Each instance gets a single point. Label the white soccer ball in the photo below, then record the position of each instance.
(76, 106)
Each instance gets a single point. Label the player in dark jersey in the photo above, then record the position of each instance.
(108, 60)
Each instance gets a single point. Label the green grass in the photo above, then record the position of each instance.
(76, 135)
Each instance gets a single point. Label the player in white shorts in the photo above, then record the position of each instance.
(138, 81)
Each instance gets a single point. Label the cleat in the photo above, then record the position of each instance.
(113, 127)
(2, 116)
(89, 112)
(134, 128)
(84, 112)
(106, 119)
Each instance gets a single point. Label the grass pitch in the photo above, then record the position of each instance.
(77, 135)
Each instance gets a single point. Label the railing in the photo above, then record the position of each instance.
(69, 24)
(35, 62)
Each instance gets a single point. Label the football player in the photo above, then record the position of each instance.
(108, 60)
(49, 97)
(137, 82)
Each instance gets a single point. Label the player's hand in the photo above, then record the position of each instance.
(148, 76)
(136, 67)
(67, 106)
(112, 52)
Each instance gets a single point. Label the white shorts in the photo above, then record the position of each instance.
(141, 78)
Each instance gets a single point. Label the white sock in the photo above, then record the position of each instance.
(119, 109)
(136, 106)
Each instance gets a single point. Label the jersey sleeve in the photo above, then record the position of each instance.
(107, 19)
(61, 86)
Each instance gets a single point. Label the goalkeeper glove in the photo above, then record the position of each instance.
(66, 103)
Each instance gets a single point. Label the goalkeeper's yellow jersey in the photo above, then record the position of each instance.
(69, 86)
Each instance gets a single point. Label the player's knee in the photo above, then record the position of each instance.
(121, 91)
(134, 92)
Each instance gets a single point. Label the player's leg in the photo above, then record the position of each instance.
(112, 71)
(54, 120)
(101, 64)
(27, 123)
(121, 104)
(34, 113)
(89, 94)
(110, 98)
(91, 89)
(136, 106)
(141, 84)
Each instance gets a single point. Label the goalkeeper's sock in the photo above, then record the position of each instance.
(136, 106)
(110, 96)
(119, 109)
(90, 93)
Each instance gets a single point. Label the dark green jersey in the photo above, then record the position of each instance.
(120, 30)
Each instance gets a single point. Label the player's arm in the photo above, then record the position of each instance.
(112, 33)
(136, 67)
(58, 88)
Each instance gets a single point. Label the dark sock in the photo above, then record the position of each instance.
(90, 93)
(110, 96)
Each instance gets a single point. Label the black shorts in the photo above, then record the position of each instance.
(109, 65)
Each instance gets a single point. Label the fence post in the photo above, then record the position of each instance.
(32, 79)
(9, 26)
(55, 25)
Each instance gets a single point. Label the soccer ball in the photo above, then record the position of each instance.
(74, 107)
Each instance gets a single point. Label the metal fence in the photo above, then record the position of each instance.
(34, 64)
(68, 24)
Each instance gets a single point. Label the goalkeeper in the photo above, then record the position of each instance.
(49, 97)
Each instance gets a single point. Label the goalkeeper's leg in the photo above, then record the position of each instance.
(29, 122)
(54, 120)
==
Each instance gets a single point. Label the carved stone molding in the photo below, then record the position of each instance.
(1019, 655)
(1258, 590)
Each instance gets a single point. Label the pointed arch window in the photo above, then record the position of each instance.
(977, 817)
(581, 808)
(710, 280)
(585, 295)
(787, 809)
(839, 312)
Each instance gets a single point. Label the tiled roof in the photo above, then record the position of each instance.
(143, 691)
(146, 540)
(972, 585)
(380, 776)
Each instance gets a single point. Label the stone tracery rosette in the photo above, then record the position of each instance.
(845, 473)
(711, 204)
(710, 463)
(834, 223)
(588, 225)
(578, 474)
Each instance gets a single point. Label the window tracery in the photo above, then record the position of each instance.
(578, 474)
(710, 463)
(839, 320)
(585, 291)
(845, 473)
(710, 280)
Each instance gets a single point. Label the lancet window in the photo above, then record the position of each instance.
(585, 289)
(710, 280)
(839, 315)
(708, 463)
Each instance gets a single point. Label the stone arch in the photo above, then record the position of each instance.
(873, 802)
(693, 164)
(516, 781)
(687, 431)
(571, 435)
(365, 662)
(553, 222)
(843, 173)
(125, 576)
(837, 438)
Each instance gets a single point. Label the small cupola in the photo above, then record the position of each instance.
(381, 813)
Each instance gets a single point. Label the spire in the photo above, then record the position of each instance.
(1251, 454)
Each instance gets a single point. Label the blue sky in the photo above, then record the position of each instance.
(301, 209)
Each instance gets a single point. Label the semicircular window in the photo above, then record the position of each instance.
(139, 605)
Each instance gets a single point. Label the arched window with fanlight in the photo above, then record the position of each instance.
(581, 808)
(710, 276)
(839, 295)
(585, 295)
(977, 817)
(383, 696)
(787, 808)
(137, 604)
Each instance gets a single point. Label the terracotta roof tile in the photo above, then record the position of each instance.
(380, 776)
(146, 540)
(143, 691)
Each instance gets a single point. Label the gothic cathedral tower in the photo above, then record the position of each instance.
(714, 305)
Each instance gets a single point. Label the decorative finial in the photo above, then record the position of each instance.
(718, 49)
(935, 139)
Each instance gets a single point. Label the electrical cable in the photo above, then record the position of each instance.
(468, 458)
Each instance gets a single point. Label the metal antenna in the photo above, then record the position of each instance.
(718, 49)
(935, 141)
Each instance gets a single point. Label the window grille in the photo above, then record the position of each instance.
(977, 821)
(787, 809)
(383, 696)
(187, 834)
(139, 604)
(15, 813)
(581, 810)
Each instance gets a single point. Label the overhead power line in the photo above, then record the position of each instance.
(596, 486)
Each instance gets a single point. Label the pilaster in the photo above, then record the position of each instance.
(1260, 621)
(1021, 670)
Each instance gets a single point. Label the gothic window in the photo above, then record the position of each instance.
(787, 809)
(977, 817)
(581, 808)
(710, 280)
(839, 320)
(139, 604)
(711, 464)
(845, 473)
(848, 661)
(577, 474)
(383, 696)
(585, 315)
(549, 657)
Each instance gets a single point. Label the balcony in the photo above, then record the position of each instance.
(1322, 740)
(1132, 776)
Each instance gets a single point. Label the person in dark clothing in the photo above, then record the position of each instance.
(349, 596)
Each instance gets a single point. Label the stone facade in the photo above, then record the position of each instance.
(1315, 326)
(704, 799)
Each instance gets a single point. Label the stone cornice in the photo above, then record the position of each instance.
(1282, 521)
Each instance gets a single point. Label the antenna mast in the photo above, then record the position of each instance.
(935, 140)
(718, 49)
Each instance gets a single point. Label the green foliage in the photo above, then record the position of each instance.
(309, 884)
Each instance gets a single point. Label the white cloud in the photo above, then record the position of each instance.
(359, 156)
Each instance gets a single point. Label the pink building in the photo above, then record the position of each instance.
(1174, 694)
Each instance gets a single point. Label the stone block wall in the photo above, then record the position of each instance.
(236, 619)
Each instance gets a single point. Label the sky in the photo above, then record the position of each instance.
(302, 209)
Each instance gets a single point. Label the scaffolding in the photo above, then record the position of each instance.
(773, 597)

### Exercise brief:
Which lines in the entries above contain the word "gothic"? Copy out each of those lines in full.

### Final result:
Each instance gets a single point. Label the gothic cathedral tower in the photo above, then record the position of each instance.
Each instance gets a single point. Label the gothic window in the photo above, then record the position of each instance.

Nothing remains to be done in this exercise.